Short exercise:
Edit the records below by changing "Provide the mask" to "Return the outline" everywhere it appears, and keep everything else the same. Omit the picture placeholders from your output.

Boundary labeling items:
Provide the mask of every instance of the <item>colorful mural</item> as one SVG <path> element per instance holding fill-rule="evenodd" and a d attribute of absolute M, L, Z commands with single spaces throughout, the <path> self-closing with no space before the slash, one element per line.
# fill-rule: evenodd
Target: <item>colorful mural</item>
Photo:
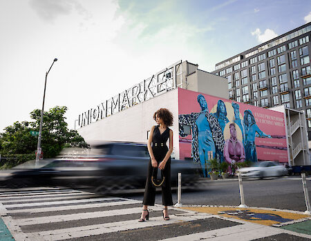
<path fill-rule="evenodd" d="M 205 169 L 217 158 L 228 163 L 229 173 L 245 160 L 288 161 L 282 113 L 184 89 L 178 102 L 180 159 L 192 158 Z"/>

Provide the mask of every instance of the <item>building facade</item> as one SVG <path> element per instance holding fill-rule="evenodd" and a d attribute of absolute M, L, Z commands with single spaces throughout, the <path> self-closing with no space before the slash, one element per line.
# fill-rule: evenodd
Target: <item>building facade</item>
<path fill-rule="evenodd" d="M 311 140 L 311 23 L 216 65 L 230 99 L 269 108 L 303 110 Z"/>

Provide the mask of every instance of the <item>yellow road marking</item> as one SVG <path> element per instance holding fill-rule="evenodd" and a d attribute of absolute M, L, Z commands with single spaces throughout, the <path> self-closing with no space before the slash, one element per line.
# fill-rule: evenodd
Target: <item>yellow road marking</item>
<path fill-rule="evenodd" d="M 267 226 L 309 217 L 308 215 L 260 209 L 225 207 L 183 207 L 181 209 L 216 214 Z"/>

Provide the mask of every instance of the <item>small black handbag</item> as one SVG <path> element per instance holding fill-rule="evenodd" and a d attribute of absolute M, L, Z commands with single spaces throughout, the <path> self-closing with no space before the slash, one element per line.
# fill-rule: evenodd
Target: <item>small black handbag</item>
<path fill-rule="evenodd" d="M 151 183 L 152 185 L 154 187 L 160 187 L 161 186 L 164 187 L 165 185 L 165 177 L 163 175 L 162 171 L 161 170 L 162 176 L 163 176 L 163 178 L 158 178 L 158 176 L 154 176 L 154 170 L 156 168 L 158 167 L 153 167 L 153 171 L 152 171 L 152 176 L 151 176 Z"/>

Expected answer:
Return the outline of every instance of the <item>colorful mural</item> as one SVG <path> element per instance holding fill-rule="evenodd" and a d attribute of absolute M, L, Z commands with single spaces throughout, the <path> self-closing with no space before the slash, one element per line.
# fill-rule: evenodd
Target: <item>colorful mural</item>
Photo:
<path fill-rule="evenodd" d="M 205 169 L 217 158 L 228 163 L 229 173 L 245 160 L 288 161 L 282 113 L 184 89 L 178 102 L 180 159 L 192 158 Z"/>

Return the outline of every instance of the <item>building facade</item> as one SVG <path> element per instance holding fill-rule="evenodd" and a d attribute of absolute M, L, Z commands with single spaces throughout, the <path> self-closing with no space before the slash, one element per line.
# fill-rule: evenodd
Target: <item>building facade</item>
<path fill-rule="evenodd" d="M 311 140 L 311 23 L 216 65 L 230 99 L 269 108 L 303 110 Z"/>

Return the outline of every instance of the <item>yellow road marking</item> as one SVG <path> element per instance holding fill-rule="evenodd" and a d attribute of absolute M, L, Z commands with single spaces throughout, the <path> self-closing with no space before the slash, one element per line.
# fill-rule: evenodd
Target: <item>yellow road marking</item>
<path fill-rule="evenodd" d="M 267 226 L 309 217 L 308 215 L 260 209 L 225 207 L 183 207 L 181 209 L 216 214 Z"/>

Return the outline of every instance of the <item>small black handbag</item> as one SVG <path> element per instance holding fill-rule="evenodd" and a d attribute of absolute M, L, Z commands with single spaces throughout, the <path> self-closing with no space before the slash, one element per line.
# fill-rule: evenodd
Target: <item>small black handbag</item>
<path fill-rule="evenodd" d="M 151 183 L 152 185 L 154 187 L 160 187 L 161 186 L 164 187 L 165 185 L 165 177 L 163 175 L 162 171 L 161 170 L 162 176 L 163 176 L 163 178 L 158 178 L 158 176 L 154 176 L 154 170 L 156 168 L 158 167 L 153 167 L 153 171 L 152 171 L 152 176 L 151 176 Z"/>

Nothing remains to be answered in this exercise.